___ MATERIAL TO PROCESS ___
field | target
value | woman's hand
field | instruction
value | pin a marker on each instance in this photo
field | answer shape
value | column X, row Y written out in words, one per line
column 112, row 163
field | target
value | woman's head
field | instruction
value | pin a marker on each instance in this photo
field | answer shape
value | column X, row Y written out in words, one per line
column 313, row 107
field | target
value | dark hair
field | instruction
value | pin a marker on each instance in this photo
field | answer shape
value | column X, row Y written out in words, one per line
___
**WRITTEN TASK**
Could you write down every one of the rows above, word for word and line for line?

**SOLVED EXERCISE**
field | target
value | woman's hand
field | instruction
value | pin a marker on each instance in this photo
field | answer shape
value | column X, row Y written out in words, one per line
column 112, row 163
field | target
value | woman's head
field | instruction
value | pin a marker on each instance in this photo
field | answer shape
value | column X, row Y written out in words, one per line
column 313, row 107
field | target
value | dark hair
field | instruction
value | pin a marker on each instance in this photo
field | answer shape
value | column X, row Y written out in words, one per line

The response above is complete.